── RECORDS TO PROCESS ──
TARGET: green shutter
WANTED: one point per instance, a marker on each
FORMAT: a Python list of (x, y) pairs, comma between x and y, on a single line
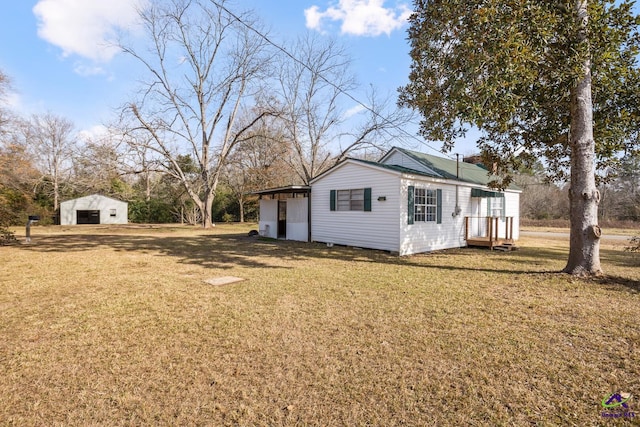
[(367, 199), (410, 205)]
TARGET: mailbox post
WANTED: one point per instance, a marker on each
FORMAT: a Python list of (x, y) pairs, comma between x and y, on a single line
[(32, 219)]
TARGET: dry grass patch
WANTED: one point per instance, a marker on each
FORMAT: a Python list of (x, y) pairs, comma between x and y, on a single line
[(115, 326)]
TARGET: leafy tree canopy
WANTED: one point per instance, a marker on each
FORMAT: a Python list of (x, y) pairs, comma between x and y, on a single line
[(508, 68)]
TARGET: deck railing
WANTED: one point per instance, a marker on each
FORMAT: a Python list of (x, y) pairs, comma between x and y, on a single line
[(487, 229)]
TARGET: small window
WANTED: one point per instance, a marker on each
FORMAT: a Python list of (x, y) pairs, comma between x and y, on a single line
[(424, 205), (350, 200)]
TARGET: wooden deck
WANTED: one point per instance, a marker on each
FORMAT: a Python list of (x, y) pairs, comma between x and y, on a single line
[(493, 238)]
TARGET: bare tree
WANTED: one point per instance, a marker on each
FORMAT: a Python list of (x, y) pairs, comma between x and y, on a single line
[(259, 161), (51, 141), (5, 85), (314, 85), (203, 64)]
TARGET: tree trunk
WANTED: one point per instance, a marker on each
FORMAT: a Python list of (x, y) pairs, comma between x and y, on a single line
[(584, 246)]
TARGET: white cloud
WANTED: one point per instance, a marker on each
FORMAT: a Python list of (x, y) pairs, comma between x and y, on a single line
[(360, 17), (85, 28), (354, 111)]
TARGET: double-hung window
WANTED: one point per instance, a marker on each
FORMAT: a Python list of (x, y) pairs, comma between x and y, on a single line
[(496, 207), (351, 200), (425, 205), (358, 199)]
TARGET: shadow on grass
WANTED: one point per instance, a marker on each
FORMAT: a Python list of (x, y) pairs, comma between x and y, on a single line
[(231, 250)]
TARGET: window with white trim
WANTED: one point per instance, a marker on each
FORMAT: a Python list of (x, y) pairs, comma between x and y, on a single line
[(350, 200), (424, 205)]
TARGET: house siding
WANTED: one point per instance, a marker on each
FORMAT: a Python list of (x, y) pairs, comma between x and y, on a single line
[(375, 229)]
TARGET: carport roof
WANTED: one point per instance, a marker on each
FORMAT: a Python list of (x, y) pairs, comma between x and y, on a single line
[(290, 189)]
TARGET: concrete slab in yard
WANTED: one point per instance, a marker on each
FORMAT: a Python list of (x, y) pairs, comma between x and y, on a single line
[(225, 280)]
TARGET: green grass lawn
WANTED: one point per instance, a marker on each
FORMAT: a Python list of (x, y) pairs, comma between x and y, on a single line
[(116, 326)]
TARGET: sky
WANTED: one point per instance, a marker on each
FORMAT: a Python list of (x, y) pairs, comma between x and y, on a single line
[(60, 57)]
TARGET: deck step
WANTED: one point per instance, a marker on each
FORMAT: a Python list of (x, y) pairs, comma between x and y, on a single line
[(505, 247)]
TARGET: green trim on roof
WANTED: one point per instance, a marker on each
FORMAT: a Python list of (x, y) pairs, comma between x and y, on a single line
[(451, 169)]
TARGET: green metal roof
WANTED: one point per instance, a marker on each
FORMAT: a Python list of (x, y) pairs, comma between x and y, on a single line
[(451, 169)]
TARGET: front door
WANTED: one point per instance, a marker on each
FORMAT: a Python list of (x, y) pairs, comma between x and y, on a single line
[(282, 219)]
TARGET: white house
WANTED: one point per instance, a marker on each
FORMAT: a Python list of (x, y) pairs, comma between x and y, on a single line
[(93, 209), (408, 203), (285, 213)]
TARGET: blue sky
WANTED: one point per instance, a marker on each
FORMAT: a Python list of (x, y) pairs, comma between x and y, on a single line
[(57, 54)]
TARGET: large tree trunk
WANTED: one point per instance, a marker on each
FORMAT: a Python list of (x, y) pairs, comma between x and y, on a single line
[(584, 247)]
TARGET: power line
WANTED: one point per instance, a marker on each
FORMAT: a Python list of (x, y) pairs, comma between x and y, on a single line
───
* GIVEN REQUEST
Can you give the lines above as a numbered list, leaving out the blank lines and the pictures?

* RESPONSE TO THIS EXERCISE
1. TARGET: green shutter
2. WANTED: one point per instance, a marker on each
3. FORMAT: a Python list of (x, y) pairs, comma between x and y, on a single line
4. [(367, 199), (410, 205)]
5. TARGET: mailbox post
6. WANTED: one point per instance, a marker on each
7. FORMAT: a Python list of (x, y) pairs, comma between x and y, on a single line
8. [(32, 219)]
9. TARGET: dry grass patch
10. WANTED: one point per instance, a marker on each
11. FORMAT: a Python list of (x, y) pairs, comma between x and y, on a single line
12. [(115, 326)]
13. TARGET: leafy tree canopy
14. WANTED: one point per instance, a marker on each
15. FORMAT: a Python list of (x, y) pairs, comma between x and y, on a single line
16. [(508, 68)]
17. TARGET: deck railing
18. WANTED: one point per instance, a marker on each
19. FORMAT: a Python list of (x, y) pairs, comma between x and y, on a single line
20. [(487, 229)]
21. TARGET: small window
22. WANTED: one point per instance, a marker on each
23. FORMAT: a Python list of (x, y) pairs, comma between x and y, on a single line
24. [(424, 205), (350, 200)]
25. TARGET: wooden deck
26. WANTED: one point per instance, a marker on each
27. FORMAT: a Python list of (x, y) pairs, comma between x and y, on a single line
28. [(493, 238)]
29. TARGET: bare tree
30. WANTED: one point per instance, a marker on each
31. FORMAT: a Python list of (x, y) pairs, comma between x and y, on a single line
32. [(259, 161), (51, 141), (5, 85), (314, 85), (203, 64)]
33. TARGET: tree trunk
34. WANTED: one point per instance, a marker on each
35. FORMAT: a Python list of (x, y) pairs, comma between x and y, on a single line
36. [(584, 246)]
37. TARGET: white cloud
38. WANTED: one point per instance, a marker on each
39. FORMAT: a Python list of (x, y) pairs, comma between x and y, on a single line
40. [(360, 17), (85, 28), (354, 111)]
41. TARGET: double-hung window
42. WANTED: one point per instance, a marker on each
43. FORMAT: a Python list of (x, y) pairs, comma between x and y, on a single line
44. [(496, 207), (351, 200), (425, 205), (358, 199)]
45. TARGET: shadow on grass
46. WANTED: one point per instance, a marker on each
47. FORMAT: a Python list of (x, y) pairs, comma between x and y, on a single line
48. [(231, 250)]
49. TARGET: window with white trim
50. WANTED: one point per instance, a marker on each
51. FORMAT: a Python list of (x, y) pairs, comma between x and y, on a single line
52. [(350, 200), (424, 205)]
53. TARGET: house siding
54. WANTED: one point per instance, a marker on each
55. FORMAT: a Python list of (x, y) pairs, comma between x and y, on a single line
56. [(375, 229)]
57. TARGET: carport roof
58. WANTED: one point per instance, a marker on each
59. FORMAT: a Python list of (x, y) pairs, comma between x and y, on a single line
60. [(290, 189)]
61. TARGET: concrete slab in yard
62. WANTED: one point per instance, a marker on each
63. FORMAT: a Python list of (x, y) pairs, comma between x and y, on a single line
64. [(225, 280)]
65. TARGET: green grass lawn
66. WANTED: one point per instance, a marker on each
67. FORMAT: a Python list of (x, y) pairs, comma between x and y, on a single line
68. [(116, 326)]
69. TARGET: sky
70. WANTED: one point per instance, a marker on each
71. FORMAT: a Python list of (x, y) pairs, comma between x and y, on a single line
72. [(60, 57)]
73. TARGET: deck step
74. WANTED: one point per instance, a marker on each
75. FORMAT: a Python list of (x, y) pairs, comma between x and y, on a single line
76. [(505, 247)]
77. TARGET: green trim on roof
78. WANTED: one point per instance, a marker on each
79. FORMAT: a Python list of (x, y) pairs, comma between x and y, on a single line
80. [(451, 169)]
81. TARGET: green metal roof
82. WANTED: one point per instance, a marker on each
83. FORMAT: a Python list of (x, y) pairs, comma between x and y, on a single line
84. [(451, 169)]
85. TARGET: front door
86. WANTED: one point per instance, a marker on each
87. FORMAT: a Python list of (x, y) pairs, comma between x and y, on a single line
88. [(282, 219)]
89. TARGET: white house
90. WANTED: one point per instance, a marker on each
91. FORMAT: a Python list of (x, y) pairs, comma between x and y, on a single line
92. [(93, 209), (408, 203), (285, 213)]
93. TARGET: blue sky
94. WANTED: one point per instance, a marker on each
95. FORMAT: a Python list of (x, y) pairs, comma between x and y, on a single line
96. [(57, 54)]
97. TARGET: large tree trunk
98. WANTED: one point per instance, a marker on each
99. FORMAT: a Python list of (x, y) pairs, comma between x and y, on a single line
100. [(584, 247)]
101. TARGET: power line
102. WANTED: one point per instance, a marker on each
103. FORMAT: a Python list of (x, y) pairs, comma between x and y, on a single line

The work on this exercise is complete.